▸ What is being asked:
Each line of the material below is to be given again exactly.

▸ Provided material:
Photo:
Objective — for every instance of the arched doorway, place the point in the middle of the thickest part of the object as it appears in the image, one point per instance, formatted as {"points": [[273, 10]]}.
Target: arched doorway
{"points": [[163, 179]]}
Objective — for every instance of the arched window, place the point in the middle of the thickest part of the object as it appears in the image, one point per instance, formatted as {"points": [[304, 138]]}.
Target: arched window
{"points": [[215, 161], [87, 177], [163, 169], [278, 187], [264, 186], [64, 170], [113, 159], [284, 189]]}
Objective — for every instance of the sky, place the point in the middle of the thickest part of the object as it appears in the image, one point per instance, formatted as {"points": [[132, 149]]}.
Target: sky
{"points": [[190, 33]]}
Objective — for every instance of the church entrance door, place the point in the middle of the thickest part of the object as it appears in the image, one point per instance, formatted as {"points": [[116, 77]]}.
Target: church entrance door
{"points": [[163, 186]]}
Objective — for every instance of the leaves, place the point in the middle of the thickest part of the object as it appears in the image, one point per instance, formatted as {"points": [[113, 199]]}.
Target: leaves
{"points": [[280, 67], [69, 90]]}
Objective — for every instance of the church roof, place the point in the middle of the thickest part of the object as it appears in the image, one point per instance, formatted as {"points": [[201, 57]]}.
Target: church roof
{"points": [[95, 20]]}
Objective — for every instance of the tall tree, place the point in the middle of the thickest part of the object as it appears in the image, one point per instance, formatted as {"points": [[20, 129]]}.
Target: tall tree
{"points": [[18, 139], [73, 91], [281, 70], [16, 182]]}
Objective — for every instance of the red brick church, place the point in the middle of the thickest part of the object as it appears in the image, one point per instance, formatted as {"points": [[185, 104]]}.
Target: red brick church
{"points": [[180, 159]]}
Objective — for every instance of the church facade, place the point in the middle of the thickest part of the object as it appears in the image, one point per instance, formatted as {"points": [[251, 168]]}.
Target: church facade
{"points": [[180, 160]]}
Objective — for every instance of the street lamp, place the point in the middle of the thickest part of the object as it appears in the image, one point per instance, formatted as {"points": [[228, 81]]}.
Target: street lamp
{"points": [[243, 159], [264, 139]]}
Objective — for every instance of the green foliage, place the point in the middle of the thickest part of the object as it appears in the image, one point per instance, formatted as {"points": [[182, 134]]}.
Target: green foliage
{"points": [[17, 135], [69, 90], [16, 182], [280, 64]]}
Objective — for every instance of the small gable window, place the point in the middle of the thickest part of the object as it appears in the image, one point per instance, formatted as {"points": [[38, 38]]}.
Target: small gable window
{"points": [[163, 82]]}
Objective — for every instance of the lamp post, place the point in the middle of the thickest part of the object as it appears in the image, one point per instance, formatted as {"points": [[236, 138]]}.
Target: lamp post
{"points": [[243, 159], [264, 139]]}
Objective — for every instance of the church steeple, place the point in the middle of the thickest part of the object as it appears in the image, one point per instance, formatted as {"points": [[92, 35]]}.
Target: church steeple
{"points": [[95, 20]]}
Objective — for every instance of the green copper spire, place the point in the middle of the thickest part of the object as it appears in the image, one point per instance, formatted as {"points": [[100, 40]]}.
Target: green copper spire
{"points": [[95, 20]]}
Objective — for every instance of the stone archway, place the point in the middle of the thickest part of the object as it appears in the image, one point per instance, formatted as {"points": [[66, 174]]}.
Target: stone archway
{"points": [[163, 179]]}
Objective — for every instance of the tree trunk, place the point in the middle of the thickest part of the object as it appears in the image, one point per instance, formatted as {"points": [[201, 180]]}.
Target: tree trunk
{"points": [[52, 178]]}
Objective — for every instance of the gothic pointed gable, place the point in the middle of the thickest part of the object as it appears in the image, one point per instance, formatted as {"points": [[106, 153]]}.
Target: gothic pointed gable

▸ Answer for the task:
Photo:
Objective — for every instance of the arched doorway, place the point in the middle of the thickest part of the object as it appears in the image, one point per instance, formatted as {"points": [[273, 10]]}.
Target: arched doorway
{"points": [[163, 179]]}
Objective — for every instance of the arched window, place the point in the middle of the thickest part of the object as it appears in the image, one point per instance, formatted as {"points": [[304, 138]]}.
Target: arched window
{"points": [[215, 161], [87, 177], [163, 169], [278, 187], [264, 186], [64, 170], [113, 159], [284, 189]]}
Objective — for every instance of the sky, place the point in the middle of the thickest part of the object as it appears in the image, one point per instance, formatted as {"points": [[132, 149]]}.
Target: sky
{"points": [[190, 33]]}
Objective — for every instance of the church entrance door, place the point in the middle of the thickest part of the object as it appears in the image, one point per instance, formatted as {"points": [[116, 77]]}.
Target: church entrance door
{"points": [[163, 186]]}
Objective — for every instance of the leaves, place the point in the middle of the thickest part of the object as it appears in the image, one point per instance, formatted as {"points": [[113, 199]]}.
Target: leaves
{"points": [[280, 67], [69, 90]]}
Objective — for every instance of the church roof, place the point in the middle of the thickest part of the object as it appears in the image, one point per instance, formatted as {"points": [[201, 57]]}.
Target: church roof
{"points": [[95, 20]]}
Objective — for every instance of the tall tree, place the point in the middle of the thickest part of the object as it appears in the image, one point per instance, formatted as {"points": [[20, 129]]}.
Target: tall tree
{"points": [[18, 139], [73, 91], [281, 70], [16, 182]]}
Objective — for every instance of the red brick church, place the point in the middle of the thickest part of the object as it appears in the image, one point per instance, formatted as {"points": [[185, 104]]}.
Target: red brick church
{"points": [[180, 159]]}
Objective — for every instance of the church facade, place the point in the middle of the thickest part of the object as it appears in the image, one point per instance, formatted as {"points": [[251, 168]]}.
Target: church facade
{"points": [[180, 160]]}
Objective — for every instance of the street lamp, place the point in the middle of the thickest part of the object as it appears in the image, one point per instance, formatted as {"points": [[228, 81]]}.
Target: street lamp
{"points": [[243, 159], [264, 139]]}
Objective — for every instance of the green foliage, place the point in the middle of the thickest part of the object as it appears in the image, one point per instance, formatted as {"points": [[182, 134]]}.
Target: green foliage
{"points": [[17, 135], [69, 90], [16, 182], [280, 64]]}
Objective — for every instance of the small gable window, place the point in the middle of the thickest part of the object as it appears in the image, one point per instance, formatted as {"points": [[38, 38]]}.
Target: small gable window
{"points": [[163, 82]]}
Objective — for every instance of the lamp post, place the point in the middle of the thickest part of the object as it appears in the image, one point per instance, formatted as {"points": [[236, 138]]}.
Target: lamp post
{"points": [[243, 159], [264, 139]]}
Objective — for every instance of the church steeple, place the point in the middle of the thickest part of the object as it appears in the image, one point per instance, formatted as {"points": [[92, 35]]}.
Target: church steeple
{"points": [[95, 20]]}
Objective — for every instance of the green copper spire, place the point in the middle of the thickest part of the object as it appears in the image, one point per instance, formatted as {"points": [[100, 40]]}.
Target: green copper spire
{"points": [[95, 20]]}
Objective — for every instance of the stone archway, place the point in the middle of the thickest part of the object as it appears in the image, one point per instance, formatted as {"points": [[66, 174]]}.
Target: stone archway
{"points": [[163, 179]]}
Objective — for every instance of the tree trunk, place the point in the middle of the thickest part of the object as it appears in the image, one point per instance, formatted as {"points": [[201, 180]]}.
Target: tree trunk
{"points": [[52, 178]]}
Objective — for every instance of the gothic pointed gable, place the point in the middle of the thickest part of the object as it appears in the image, one point per instance, formatted as {"points": [[106, 153]]}.
Target: gothic pointed gable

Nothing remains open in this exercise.